• **Recorded data**
=====

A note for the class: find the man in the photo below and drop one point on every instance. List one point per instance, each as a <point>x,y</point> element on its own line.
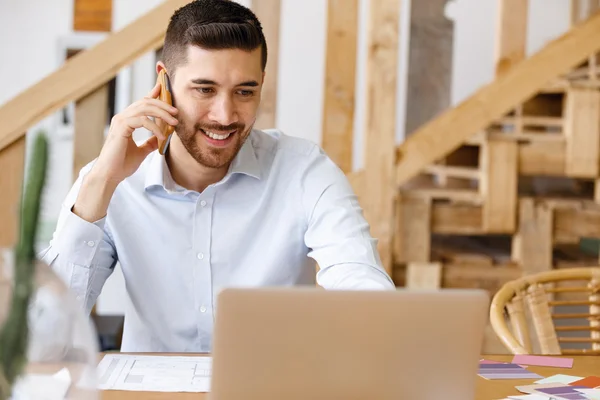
<point>227,205</point>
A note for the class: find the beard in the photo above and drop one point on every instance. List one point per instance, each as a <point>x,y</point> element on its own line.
<point>205,154</point>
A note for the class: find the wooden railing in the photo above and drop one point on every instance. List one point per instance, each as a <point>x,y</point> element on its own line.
<point>83,79</point>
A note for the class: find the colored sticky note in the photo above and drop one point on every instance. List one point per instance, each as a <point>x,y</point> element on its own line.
<point>543,361</point>
<point>531,389</point>
<point>489,362</point>
<point>591,382</point>
<point>592,394</point>
<point>563,392</point>
<point>560,378</point>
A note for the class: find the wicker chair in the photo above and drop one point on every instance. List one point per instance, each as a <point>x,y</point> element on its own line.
<point>531,301</point>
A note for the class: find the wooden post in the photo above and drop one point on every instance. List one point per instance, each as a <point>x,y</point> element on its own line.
<point>340,75</point>
<point>575,11</point>
<point>382,70</point>
<point>269,15</point>
<point>91,118</point>
<point>429,83</point>
<point>412,238</point>
<point>532,245</point>
<point>498,185</point>
<point>511,34</point>
<point>12,165</point>
<point>582,132</point>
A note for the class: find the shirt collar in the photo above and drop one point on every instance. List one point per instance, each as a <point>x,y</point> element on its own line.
<point>245,162</point>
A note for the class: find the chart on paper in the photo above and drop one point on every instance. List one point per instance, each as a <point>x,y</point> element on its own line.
<point>154,373</point>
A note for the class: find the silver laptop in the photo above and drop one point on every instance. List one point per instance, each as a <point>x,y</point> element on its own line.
<point>308,343</point>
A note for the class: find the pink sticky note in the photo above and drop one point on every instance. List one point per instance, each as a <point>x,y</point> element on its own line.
<point>543,361</point>
<point>490,362</point>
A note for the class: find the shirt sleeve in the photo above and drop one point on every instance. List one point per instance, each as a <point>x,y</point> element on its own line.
<point>337,234</point>
<point>81,253</point>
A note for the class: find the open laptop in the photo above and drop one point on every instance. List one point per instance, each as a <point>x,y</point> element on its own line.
<point>308,343</point>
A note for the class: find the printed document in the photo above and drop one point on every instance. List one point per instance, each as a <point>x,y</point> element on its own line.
<point>154,373</point>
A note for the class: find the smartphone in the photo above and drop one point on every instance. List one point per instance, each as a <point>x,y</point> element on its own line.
<point>166,96</point>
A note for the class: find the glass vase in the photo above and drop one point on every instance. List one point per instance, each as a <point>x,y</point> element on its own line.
<point>62,345</point>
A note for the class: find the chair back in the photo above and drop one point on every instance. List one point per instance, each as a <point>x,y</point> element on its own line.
<point>552,313</point>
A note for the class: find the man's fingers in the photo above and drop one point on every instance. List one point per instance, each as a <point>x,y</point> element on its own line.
<point>150,145</point>
<point>139,122</point>
<point>153,94</point>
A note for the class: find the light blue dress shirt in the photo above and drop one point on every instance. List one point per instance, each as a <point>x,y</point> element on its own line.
<point>282,205</point>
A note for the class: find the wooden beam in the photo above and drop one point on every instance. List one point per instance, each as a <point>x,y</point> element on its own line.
<point>498,185</point>
<point>85,72</point>
<point>412,239</point>
<point>456,219</point>
<point>532,245</point>
<point>269,15</point>
<point>382,70</point>
<point>511,34</point>
<point>445,133</point>
<point>340,75</point>
<point>424,275</point>
<point>582,132</point>
<point>91,114</point>
<point>571,222</point>
<point>542,158</point>
<point>12,165</point>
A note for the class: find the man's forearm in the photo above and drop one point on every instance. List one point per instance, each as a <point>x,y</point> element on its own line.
<point>94,197</point>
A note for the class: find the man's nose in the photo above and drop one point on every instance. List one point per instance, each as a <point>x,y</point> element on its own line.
<point>224,111</point>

=====

• **Work task**
Return all of the material precisely as written. No picture belongs in it.

• **Task output**
A note for the class: find the man in the photo below and drop one point on every instance. List one point per instance, each as a <point>x,y</point> element on its own line.
<point>227,205</point>
A note for the class: find the beard in the photo above and drop one point on every instance. List one point per instance, each as a <point>x,y</point> element on its own line.
<point>205,154</point>
A note for the class: find the wooden railing in the photo above and drop one point on every instance. List one point per instance, each as a <point>x,y</point> element on its own line.
<point>83,79</point>
A note for the class: find the colored sticky note in the photo above and drop one point on every instance. List one point per instance, each as a <point>x,y</point> element on its own line.
<point>543,361</point>
<point>531,389</point>
<point>489,362</point>
<point>591,382</point>
<point>592,394</point>
<point>563,392</point>
<point>560,378</point>
A note for the class: find the wicker chair in the photo above and drop one point on every instance. List one point per instance, each as a <point>x,y</point> element on its own line.
<point>531,301</point>
A note for the class: find the wooden post in the photo above and drop one point on every instance. List one point per instance, each as a <point>x,y</point> element on its own line.
<point>340,75</point>
<point>575,11</point>
<point>382,70</point>
<point>269,15</point>
<point>91,118</point>
<point>429,83</point>
<point>412,238</point>
<point>532,245</point>
<point>498,185</point>
<point>511,34</point>
<point>12,165</point>
<point>582,132</point>
A note for the class: find the shirt collar in the photo above and drop one point on every instance. List one point per instance, each as a <point>x,y</point> element on its own line.
<point>245,162</point>
A note for the class: find the chart on paper in the photo above and drop one point on every instance. List one point per instance, each as a <point>x,y</point> element on its own line.
<point>154,373</point>
A note for the class: find the silver laptop in the photo above and drop one point on every instance. List one point per instance, each as a <point>x,y</point> element on its own line.
<point>308,343</point>
A note for the class: find the pink sticky note in the photo above and drop one point on every instance. List one point per instance, each as a <point>x,y</point> element on its own line.
<point>543,361</point>
<point>490,362</point>
A note for the class: find the shirt sleeve in the photo above and drop one point on every instance. List one point per instance, each as a <point>x,y</point> element on its own line.
<point>337,234</point>
<point>81,253</point>
A note for the class: find the open laptop in the photo above and drop one point on every instance. List one point per instance, each as a <point>x,y</point> element on its own line.
<point>308,343</point>
A note for the class: find the printed document in the photo above and drop one point on every instance. List one point per instance, each as a <point>x,y</point> element on its own line.
<point>154,373</point>
A note for the class: find the smartphone in the photo above and drop one point on every instance. List one point per instance, each as a <point>x,y</point> element on its own line.
<point>166,96</point>
A note for the class: find the glass vase in the photo above and drop one point on every instance. List one point per instance, each as a <point>x,y</point> element on its own line.
<point>62,345</point>
A note for the class: find the chair back in the photo above and drop one point on every instance. List one point per instance, each as a <point>x,y</point> element on its own line.
<point>552,313</point>
A note for the class: find the man's fingers in the photo above and drop one point on every instance. List one point per instance, each as a <point>x,y</point> element on its own line.
<point>150,145</point>
<point>139,122</point>
<point>153,94</point>
A note for the class: find the light blue dress shirt in the photo above and drop one point on every instance. List one point per instance, each as a <point>x,y</point> element on its own line.
<point>282,205</point>
A note for the class: find the wooden beam in the photo above and drop one point on every instance. List one point per instance, each as a <point>x,y</point> element on its own line.
<point>498,185</point>
<point>85,72</point>
<point>412,239</point>
<point>456,219</point>
<point>532,245</point>
<point>269,15</point>
<point>382,70</point>
<point>511,34</point>
<point>445,133</point>
<point>340,75</point>
<point>424,275</point>
<point>582,132</point>
<point>91,114</point>
<point>571,222</point>
<point>542,158</point>
<point>12,165</point>
A note for the class: find the man's forearm in the photo above and drop one point on every instance. List one point per instance, each as a <point>x,y</point> element on its own line.
<point>94,197</point>
A note for the class: find the man's nose in the photo above and drop one point on every instance. List one point per instance, each as a <point>x,y</point> element on its own line.
<point>224,111</point>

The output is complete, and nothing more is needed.